EXERCISE BRIEF: Write out the entries verbatim and leave the images out of the copy.

(Point annotations for photos)

+===+

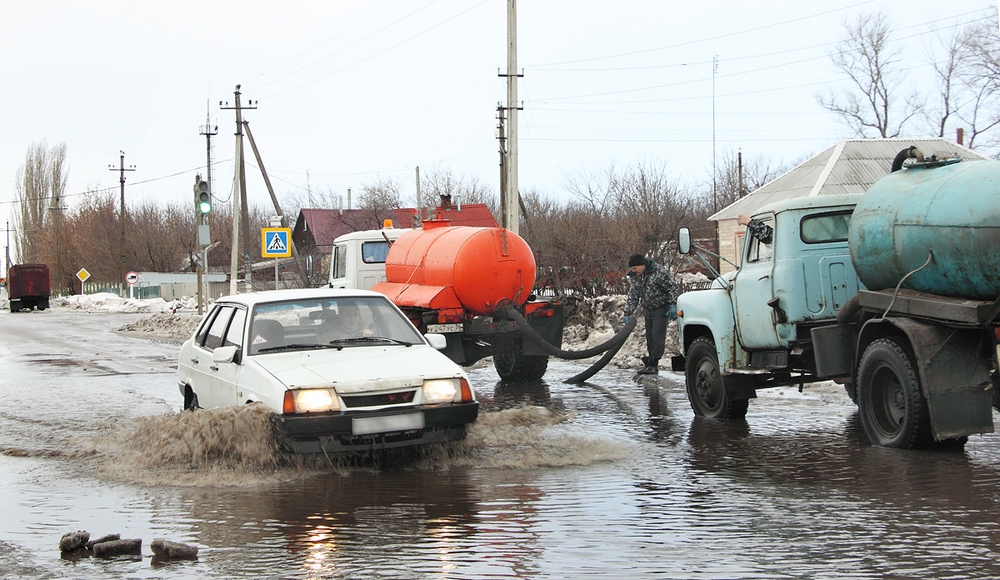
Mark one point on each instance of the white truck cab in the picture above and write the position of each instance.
(358, 258)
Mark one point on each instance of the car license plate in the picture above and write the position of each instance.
(369, 425)
(438, 328)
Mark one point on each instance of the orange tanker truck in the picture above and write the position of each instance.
(471, 284)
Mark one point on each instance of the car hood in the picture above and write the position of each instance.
(359, 369)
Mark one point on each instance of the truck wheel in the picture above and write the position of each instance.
(706, 390)
(513, 365)
(893, 410)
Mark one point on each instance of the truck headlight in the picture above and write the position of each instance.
(310, 401)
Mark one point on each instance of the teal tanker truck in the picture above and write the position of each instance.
(894, 293)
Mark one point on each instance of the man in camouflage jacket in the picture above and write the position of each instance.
(653, 287)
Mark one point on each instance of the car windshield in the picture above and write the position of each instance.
(356, 321)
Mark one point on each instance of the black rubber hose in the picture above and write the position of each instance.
(603, 362)
(616, 341)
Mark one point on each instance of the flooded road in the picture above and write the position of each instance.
(612, 478)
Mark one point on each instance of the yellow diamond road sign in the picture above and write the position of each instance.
(276, 242)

+===+

EXERCISE RESULT:
Mark one point on each instance of the white truck cab in the picture above and write the position of each instance.
(358, 258)
Mark one point on each instance of the car license plate in the picture above and write the position of each instance.
(369, 425)
(438, 328)
Mark one point on each instance of the orange tanker truck in the picture above and write the position of each instance.
(471, 284)
Mark one point on each instance of the car hood in the picture above and write the position of each instance.
(359, 369)
Mark one point on each instance of the truck wheel in the picture above and write the position of each instance.
(706, 390)
(513, 365)
(893, 410)
Mark one point on each instance of the truck headlight in the picture above and write the position of each instance.
(310, 401)
Mark one point on each instance of the teal tanker truck in the picture above and write the position of each instance.
(894, 293)
Mark one point on each instance of the man in camouflage jacket in the picture above and write the position of each instance.
(653, 287)
Mark one point on each instance of the car windshield in the picture above and write the position of each instance.
(356, 321)
Mark one point on each instance of the black rubber hose in the picture above and write the position of each instance.
(603, 362)
(616, 341)
Mark one point on each instance of the flooded road in the picture above and write the position of each instance.
(612, 478)
Mark one point on each instance of the yellow diamond road sign in the picture above and write the position of each instance.
(276, 242)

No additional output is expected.